-------- SOURCE RECORDS --------

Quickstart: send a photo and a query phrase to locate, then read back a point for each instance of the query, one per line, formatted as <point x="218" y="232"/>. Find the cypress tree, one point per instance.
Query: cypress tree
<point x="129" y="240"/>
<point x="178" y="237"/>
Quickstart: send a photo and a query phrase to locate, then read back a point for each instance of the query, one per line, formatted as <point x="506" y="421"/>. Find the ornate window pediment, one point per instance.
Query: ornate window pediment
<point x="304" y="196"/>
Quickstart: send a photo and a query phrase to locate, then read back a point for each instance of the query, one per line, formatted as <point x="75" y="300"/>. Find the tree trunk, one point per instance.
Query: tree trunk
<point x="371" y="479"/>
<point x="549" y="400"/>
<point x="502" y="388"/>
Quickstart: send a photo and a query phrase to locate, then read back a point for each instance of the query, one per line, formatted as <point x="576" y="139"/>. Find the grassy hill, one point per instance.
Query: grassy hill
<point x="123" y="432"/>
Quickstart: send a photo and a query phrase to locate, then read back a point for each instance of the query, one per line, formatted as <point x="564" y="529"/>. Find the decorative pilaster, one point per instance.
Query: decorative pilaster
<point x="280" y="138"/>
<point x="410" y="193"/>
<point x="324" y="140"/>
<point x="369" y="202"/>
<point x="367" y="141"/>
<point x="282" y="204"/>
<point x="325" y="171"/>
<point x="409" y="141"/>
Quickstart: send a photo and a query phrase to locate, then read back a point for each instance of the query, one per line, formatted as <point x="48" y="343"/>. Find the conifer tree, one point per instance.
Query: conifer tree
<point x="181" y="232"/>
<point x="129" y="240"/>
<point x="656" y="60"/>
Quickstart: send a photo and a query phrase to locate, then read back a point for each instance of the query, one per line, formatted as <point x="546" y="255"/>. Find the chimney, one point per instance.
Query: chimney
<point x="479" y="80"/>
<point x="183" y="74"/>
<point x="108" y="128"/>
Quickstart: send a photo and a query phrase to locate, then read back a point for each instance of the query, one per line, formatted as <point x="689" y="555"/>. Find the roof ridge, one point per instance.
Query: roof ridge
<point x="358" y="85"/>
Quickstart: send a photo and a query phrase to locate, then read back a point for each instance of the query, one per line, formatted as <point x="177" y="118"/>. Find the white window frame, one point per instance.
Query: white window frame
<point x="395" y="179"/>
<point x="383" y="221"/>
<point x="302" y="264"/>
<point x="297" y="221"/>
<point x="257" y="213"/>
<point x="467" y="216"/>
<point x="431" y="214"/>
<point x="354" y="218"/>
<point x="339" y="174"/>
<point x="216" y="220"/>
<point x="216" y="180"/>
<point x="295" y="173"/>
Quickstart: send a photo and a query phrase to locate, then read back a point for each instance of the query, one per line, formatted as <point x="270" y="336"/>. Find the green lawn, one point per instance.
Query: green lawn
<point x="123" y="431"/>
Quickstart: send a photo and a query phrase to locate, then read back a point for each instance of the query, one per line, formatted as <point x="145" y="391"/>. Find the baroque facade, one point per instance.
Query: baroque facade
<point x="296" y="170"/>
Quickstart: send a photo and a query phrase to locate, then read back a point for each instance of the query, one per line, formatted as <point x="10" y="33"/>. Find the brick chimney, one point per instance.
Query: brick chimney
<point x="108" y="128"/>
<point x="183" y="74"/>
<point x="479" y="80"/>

--------

Lines wanted from the listing above: the line with "Query: green lawn" up to and including the line with "facade, one point per instance.". Please write them out exactly, adding nothing else.

TASK RESULT:
Query: green lawn
<point x="123" y="431"/>
Quickstart: send a photo and a query phrase to locate, then read back a point for each instance of the query, one per line, formatted as <point x="145" y="391"/>. Find the baroque facade, one point per instance.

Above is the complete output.